*Makale*.
↓

O ise, fazladan nasıl birkaç ay daha çalışabilirimin ve nasıl bir süre daha yüksek maaş alabilirimin derdine düşmüş vaziyette 2009 yılına kadar devam etmiştir görevine. Hatta rivayete göre; Ali Bardakoğlu'nun kendisini çağırıp "Bundan sonra seninle çalışmayacağız" demesine rağmen, araya hatırlı kişiler koyarak çalışmasını sürdürmüştür. Elbette, benim gibi çalışma arkadaşlarını gammazlamak dışında etliye ve sütlüye karışmaksızın ve hiçbir sorumluluk almmaksızın. Taki; Tayyar Altıkulaç ve adamlarının gelip Vakfı ele geçirmesine ve kendisiyle birlikte bizi de içine alacak biçimde vakıf çalışanlarını hallaç pamuğu gibi atmalarına kadar!  05 Haziran 2009 tarihinde hazretle birlikte toplam 8 kişinin işine son veriliyor. Her nedense bize iki hafta daha tahammül ediyor bu ekip. Anlaşılan bizimle ilgili hesaplar birkaz karışık, denklemler biraz daha çok bilinmeyenli olduğu için çözümü biraz daha zaman alıyor...

↑

*Görev 1*. Aşağıdaki satırlar arasından "stadium" dizesini içerenlerin tamamını topla. Büyük-küçük harf ayrımı önemlidir.

[Çıkarılan veri girdileri]
↓

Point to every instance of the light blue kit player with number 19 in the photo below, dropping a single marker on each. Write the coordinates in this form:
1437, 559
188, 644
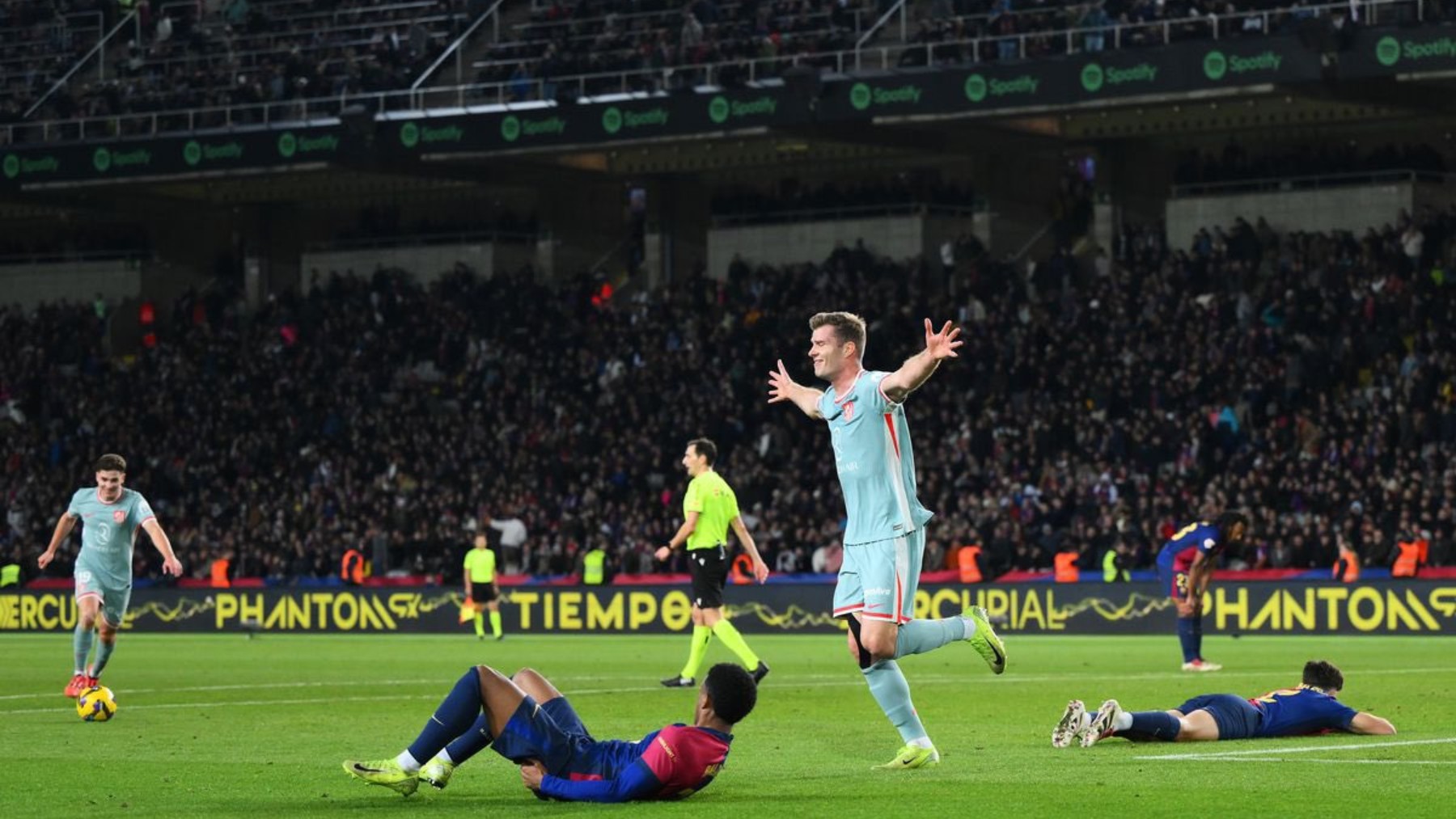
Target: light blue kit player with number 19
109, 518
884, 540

↑
↓

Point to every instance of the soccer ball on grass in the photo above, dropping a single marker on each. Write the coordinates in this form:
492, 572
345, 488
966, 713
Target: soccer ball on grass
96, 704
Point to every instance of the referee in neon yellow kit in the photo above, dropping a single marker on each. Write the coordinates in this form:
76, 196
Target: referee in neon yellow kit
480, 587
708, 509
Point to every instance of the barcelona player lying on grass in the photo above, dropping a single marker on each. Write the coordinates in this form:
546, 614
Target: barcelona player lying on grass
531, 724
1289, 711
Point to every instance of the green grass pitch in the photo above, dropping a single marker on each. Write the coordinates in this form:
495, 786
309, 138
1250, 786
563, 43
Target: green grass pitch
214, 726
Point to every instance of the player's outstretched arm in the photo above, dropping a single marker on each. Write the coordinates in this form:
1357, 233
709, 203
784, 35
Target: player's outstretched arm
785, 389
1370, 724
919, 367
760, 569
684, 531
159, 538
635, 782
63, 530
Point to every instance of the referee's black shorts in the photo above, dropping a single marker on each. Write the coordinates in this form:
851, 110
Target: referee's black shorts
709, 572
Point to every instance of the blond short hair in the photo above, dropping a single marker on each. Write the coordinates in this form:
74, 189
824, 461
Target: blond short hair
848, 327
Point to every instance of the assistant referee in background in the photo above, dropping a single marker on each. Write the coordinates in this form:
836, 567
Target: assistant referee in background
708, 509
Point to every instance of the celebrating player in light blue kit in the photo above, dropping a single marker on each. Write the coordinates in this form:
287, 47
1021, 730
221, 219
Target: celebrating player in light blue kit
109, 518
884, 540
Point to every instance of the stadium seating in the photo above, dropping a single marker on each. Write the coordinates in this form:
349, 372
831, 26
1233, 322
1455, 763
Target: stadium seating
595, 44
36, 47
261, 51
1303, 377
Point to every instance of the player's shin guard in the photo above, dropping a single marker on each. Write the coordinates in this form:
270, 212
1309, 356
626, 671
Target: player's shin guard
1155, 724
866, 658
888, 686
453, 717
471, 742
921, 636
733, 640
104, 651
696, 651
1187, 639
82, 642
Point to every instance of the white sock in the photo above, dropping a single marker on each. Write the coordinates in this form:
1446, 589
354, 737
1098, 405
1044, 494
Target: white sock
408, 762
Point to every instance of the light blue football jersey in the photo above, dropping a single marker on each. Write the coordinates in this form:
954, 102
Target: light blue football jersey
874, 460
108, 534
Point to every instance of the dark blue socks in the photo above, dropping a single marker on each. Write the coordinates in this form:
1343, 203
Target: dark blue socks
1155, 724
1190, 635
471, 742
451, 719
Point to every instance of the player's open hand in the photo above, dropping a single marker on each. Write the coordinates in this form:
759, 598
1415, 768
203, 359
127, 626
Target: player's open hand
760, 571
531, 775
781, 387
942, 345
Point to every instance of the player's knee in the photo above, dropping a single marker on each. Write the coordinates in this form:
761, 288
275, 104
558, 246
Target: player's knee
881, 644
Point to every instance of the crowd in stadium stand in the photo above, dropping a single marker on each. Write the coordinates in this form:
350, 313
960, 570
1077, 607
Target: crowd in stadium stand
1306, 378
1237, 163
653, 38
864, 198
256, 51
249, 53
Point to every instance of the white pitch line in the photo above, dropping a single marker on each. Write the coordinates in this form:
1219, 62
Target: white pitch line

↑

*Görev 2*. Vakıf çalışanlarını anlatan makalede rakamla yazılmış sayıların geçtiği ifadeleri, sayıyı çevreleyen sözcüklerle birlikte ve metindeki sırayla listele.

*Tam yanıt 1*.
Point to every instance of the stadium seating in the photo above, dropping a single marker on each. Write the coordinates in this form:
Target: stadium seating
Point to every instance of the crowd in stadium stand in the photo above, dropping a single marker on each. Write the coordinates in this form:
Target: crowd in stadium stand

*Tam yanıt 2*.
- 2009 yılına kadar
- 05 Haziran 2009 tarihinde
- toplam 8 kişinin